An indigenous community in northern Alberta is taking power into its own hands.

Lubicon Lake First Nation is setting up 80 solar panels to heat and light a community health center in Little Buffalo.

Activist and student Melina Laboucan says it's one small part of what she hopes will be a larger movement in the community to stop the overuse of oil and gas.

"I wanted to implement solar in the community for a long time … as someone who has worked to try to end the expansion of the tar sands and stop harming our traditional territories," said Laboucan.

"We can't just say no, we have to say yes to solutions. And renewable energies like solar are one way to go."

Melina Laboucan-Massimo

Melina Laboucan-Massimo says using the sun to power the community’s health centre will save thousands of dollars in electricity costs. (Supplied by Melina Laboucan-Massimo)

Laboucan said putting a community-owned solar installation in the middle of oil country sends a message to the Canadian and Alberta governments to move towards renewable energy. 

"I think because people have seen the detrimental impacts from oil spills, and from resource extraction happening in our traditional territory, this is a new way forward," she says.

In 2011, a pipeline owned by Plains Midstream Canada leaked 28,000 barrels of crude oil near Little Buffalo.

Laboucan says the community has spoken publicly about health concerns such as respiratory illnesses and elevated rates and cancers.

Using the sun to power the community's health center will save thousands of dollars in electricity costs. She says it is guaranteed to last at least 25 years but could work for 50 years.

"The little kids here will watch the sun power part of the community as they grow well into their adult years. The panels will be here well past the life of many of the oil companies."

• [What you are asked to do] Copy the part of the solar article that begins with the words containing "Lubicon Lake First" and ends with "oil and gas.". The records have no connection to the solar article.

• [Stored data entries]
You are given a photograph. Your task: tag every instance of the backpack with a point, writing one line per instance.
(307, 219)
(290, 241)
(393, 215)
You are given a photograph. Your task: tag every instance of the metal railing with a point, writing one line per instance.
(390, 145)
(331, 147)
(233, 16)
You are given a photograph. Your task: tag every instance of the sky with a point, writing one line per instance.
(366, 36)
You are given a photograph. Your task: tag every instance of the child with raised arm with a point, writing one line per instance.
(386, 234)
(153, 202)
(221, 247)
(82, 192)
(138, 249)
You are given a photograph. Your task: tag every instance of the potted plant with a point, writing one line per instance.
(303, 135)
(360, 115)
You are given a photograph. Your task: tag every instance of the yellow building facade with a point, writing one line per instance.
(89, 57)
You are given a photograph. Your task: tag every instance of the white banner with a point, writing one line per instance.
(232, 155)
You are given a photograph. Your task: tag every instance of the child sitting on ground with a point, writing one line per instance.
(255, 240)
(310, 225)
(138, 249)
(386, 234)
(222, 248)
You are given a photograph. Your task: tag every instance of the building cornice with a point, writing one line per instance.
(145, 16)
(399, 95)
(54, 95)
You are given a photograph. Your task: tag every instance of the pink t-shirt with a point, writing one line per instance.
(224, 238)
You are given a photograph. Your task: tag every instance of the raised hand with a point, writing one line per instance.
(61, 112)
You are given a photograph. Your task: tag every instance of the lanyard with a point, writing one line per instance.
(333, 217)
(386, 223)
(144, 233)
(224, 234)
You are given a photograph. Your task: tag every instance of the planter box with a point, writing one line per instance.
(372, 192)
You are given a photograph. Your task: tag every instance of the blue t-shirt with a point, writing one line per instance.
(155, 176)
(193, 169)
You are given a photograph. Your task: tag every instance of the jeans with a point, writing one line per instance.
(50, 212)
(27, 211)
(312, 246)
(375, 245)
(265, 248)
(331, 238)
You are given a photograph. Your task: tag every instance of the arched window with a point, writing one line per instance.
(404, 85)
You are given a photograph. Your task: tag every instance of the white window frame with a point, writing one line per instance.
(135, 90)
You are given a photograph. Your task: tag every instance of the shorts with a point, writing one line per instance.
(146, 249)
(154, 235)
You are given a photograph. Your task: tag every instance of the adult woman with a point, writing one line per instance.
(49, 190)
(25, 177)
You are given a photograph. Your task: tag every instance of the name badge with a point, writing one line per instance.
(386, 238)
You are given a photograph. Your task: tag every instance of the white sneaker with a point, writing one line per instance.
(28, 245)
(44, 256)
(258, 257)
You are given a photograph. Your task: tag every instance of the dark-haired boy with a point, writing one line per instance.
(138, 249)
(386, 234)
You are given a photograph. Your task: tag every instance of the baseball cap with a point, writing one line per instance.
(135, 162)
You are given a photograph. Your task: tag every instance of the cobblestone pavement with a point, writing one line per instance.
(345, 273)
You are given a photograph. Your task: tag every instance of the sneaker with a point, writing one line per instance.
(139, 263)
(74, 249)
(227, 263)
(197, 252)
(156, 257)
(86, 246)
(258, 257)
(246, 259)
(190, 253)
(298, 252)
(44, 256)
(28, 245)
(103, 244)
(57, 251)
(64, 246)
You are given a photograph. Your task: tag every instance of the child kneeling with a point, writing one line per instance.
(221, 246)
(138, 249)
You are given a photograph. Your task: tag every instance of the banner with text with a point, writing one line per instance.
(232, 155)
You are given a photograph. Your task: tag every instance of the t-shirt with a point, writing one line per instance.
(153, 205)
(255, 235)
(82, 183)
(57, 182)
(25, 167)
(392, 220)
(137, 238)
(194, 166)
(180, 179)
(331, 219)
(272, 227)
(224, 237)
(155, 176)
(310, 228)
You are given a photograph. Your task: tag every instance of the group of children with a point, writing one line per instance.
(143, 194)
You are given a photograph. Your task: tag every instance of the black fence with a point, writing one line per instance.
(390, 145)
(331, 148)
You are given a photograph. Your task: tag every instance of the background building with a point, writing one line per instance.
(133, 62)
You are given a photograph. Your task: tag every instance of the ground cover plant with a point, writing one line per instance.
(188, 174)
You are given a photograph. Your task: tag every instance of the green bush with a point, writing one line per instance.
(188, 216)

• [Result]
Lubicon Lake First Nation is setting up 80 solar panels to heat and light a community health center in Little Buffalo.

Activist and student Melina Laboucan says it's one small part of what she hopes will be a larger movement in the community to stop the overuse of oil and gas.